Is Singapore the most expensive for healthcare in the study?
I refer to the article “S’pore ranked No. 4 for medical inflation” (Straits Times, Apr 8).
It states that “Earlier this year, the MOH said Singapore’s average annual healthcare inflation rate was 2.4 per cent between 2011 and 2016.
According to Aon’s report, healthcare inflation fell from 20 per cent in 2014 to 9.6 per cent last year. These figures were based on claims received by the insurance firms it surveyed.”
Granted that the methodology in measuring medical inflation is different between MOH and the Aon report – why is it that the difference is so great – “average annual healthcare inflation rate was 2.4 per cent between 2011 and 2016” (MOH) versus “20 per cent in 2014 to 9.6 per cent last year” (Aon)?
According to the report – “Through the early part of this decade, Singapore was a market characterised by high levels of medical inflation. Harking back to 2014, Singapore had a medical inflation rate of 20 percent, double the regional average. It declined to 15 percent in the years 2015–2016 with the encouraging estimate that in 2017 it will fall below double digits to 9.5 percent before climbing to 10.9 percent in 2018”.
On a relative basis, after adjusting for purchasing power parity (PPP) – is Singapore’s healthcare costs the highest among all the countries in the report?

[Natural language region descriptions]
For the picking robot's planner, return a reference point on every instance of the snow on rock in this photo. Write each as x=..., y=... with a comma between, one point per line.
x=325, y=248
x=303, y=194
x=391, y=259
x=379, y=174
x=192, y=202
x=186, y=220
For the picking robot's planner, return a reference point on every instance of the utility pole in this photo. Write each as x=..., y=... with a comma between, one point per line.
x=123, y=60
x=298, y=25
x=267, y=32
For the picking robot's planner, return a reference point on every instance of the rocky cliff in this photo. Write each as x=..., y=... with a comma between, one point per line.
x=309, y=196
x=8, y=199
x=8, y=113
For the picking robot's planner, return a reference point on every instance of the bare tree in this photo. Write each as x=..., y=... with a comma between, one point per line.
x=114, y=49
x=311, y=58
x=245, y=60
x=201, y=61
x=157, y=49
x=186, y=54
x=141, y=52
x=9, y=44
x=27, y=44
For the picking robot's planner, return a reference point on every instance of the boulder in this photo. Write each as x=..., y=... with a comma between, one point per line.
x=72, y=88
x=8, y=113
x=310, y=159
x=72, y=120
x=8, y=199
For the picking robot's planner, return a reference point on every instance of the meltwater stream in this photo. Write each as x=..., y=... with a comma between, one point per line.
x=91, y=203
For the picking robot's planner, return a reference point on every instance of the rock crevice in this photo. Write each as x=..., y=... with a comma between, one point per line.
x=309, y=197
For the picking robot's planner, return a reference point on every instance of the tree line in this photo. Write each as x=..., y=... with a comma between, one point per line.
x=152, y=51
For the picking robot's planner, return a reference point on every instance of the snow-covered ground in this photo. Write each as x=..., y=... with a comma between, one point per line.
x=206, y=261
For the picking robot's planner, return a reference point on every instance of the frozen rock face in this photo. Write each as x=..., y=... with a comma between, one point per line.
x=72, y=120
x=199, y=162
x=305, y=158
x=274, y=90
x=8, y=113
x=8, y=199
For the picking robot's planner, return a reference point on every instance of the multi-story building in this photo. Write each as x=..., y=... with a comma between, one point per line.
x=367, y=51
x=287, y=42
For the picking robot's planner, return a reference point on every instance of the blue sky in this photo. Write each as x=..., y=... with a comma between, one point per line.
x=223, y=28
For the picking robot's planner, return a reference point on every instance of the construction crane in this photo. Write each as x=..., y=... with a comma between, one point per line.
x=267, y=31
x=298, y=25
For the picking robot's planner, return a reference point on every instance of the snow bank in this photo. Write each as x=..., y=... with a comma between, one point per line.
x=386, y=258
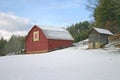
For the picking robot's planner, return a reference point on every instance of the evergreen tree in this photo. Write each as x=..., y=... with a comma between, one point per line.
x=2, y=45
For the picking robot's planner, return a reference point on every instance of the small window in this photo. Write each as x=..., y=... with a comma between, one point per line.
x=36, y=36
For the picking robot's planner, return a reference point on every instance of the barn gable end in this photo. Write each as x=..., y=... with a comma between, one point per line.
x=43, y=39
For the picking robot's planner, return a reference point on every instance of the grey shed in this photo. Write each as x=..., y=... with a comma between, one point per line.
x=98, y=37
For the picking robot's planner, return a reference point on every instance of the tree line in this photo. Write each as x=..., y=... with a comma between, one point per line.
x=16, y=45
x=106, y=14
x=79, y=31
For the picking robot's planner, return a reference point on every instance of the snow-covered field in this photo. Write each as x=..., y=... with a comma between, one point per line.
x=74, y=63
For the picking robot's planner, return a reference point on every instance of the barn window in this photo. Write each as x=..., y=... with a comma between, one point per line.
x=36, y=36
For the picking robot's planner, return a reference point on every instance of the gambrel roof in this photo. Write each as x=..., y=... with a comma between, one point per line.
x=56, y=33
x=103, y=31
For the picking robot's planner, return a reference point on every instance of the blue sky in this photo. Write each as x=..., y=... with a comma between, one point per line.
x=59, y=13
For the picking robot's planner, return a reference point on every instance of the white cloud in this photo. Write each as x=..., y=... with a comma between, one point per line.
x=11, y=24
x=60, y=4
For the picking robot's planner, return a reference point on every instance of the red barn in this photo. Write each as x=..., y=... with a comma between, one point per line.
x=44, y=39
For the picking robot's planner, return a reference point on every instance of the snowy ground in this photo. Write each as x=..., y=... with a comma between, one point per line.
x=74, y=63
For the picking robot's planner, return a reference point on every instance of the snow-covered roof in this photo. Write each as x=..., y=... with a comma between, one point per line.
x=103, y=31
x=56, y=33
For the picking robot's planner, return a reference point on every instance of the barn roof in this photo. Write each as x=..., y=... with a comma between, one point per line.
x=56, y=33
x=103, y=31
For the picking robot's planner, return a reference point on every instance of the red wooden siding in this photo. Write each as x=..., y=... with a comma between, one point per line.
x=36, y=46
x=55, y=44
x=43, y=44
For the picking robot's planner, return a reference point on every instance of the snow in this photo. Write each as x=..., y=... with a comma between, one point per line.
x=74, y=63
x=56, y=33
x=103, y=31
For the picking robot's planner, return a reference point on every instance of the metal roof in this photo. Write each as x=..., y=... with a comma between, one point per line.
x=103, y=31
x=56, y=33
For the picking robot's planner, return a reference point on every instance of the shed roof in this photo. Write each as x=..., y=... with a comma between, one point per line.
x=103, y=31
x=56, y=33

### [Instructions to follow]
Render this sentence from the letter on Singapore's medical inflation in Spanish: "Harking back to 2014, Singapore had a medical inflation rate of 20 percent, double the regional average."

### [Task answer]
Remontándonos a 2014, Singapur tenía una tasa de inflación médica del 20 por ciento, el doble del promedio regional.